··· Records provided ···

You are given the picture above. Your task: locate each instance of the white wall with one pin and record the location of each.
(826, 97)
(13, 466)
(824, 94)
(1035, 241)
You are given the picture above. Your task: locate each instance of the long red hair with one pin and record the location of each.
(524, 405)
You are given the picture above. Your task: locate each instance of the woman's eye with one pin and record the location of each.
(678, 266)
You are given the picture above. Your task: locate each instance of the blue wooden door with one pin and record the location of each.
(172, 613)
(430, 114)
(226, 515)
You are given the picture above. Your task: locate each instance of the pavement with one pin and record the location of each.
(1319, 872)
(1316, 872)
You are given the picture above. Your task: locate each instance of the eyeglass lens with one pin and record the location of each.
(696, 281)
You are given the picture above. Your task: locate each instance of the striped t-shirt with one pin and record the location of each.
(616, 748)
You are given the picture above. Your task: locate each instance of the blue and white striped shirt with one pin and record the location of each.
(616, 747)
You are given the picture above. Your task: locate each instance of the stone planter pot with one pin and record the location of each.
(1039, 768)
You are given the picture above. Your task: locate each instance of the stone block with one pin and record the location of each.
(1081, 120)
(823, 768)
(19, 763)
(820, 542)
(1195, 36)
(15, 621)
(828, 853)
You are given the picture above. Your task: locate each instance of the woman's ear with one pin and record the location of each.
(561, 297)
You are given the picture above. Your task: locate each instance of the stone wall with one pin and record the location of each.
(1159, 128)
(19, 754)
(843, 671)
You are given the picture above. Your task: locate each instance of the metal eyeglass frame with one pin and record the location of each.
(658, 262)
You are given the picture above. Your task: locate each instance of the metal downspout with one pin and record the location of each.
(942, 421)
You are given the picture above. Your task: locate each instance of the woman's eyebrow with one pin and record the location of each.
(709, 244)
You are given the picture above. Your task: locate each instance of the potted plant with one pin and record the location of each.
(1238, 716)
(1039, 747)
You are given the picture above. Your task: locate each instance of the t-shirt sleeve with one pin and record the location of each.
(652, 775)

···

What is expected: The complete set of entries above must be reproduced verbatim.

Task answer:
You are given the picture above. Your task: locate each instance of the white wall with one pin and record the location of each.
(826, 97)
(13, 466)
(824, 94)
(1035, 241)
You are given the picture above. Your task: locate each instance of the long red hair with one pin and record the location of each.
(524, 405)
You are given the picture above. Your task: locate each instance of the woman's eye with one pin and record the location of each.
(678, 266)
You are given the picture above. Your task: locate each instance of the blue wooden door with one pin and record the location of each.
(172, 613)
(430, 114)
(226, 515)
You are given the picture above. Your task: locate each instance of the pavement with one pin and record the location of each.
(1319, 872)
(1316, 872)
You are given the picture above. Your task: locate each instance of the eyeglass lens with one pin and record the location of each.
(696, 281)
You are given the picture above. Your task: locate each instance of the striped t-shirt with one pin and record the location of each.
(616, 748)
You are given the picture above. Your task: locate each instance of the blue and white striped shirt with one pin and record the location of each.
(616, 747)
You are given the picture above. Your task: locate each instance of the stone planter pot with one pin and record the location of each.
(1039, 768)
You are given the picture above. Your task: locate each instance of the stone block with one pin and record the location of each.
(1081, 120)
(823, 768)
(19, 763)
(820, 542)
(1195, 36)
(15, 621)
(828, 853)
You are given the picture above. Your task: locate each instance of the woman's ear with one pin and record the location of each.
(561, 297)
You are given the picture above. Your task: locate each instance of the stone wall with one pin and record the location of each.
(1159, 128)
(19, 754)
(843, 671)
You are given the picture above. Your task: locate each instance of the metal eyeglass frame with one pin and record the location of each.
(658, 262)
You are given the picture above. Your task: locate each instance of the metal downspout with one pin and record the location of each.
(942, 421)
You are given the picture above. Your task: locate each instance of the woman's eyebrow with one pin and record the location of each.
(709, 244)
You are given the picture above. Your task: locate each instance of the potted plant with one pin and record the location of each.
(1238, 716)
(1039, 747)
You are given the picture above. Your task: locate each instance of the t-shirt sleeve with one pin and record the location of each.
(652, 775)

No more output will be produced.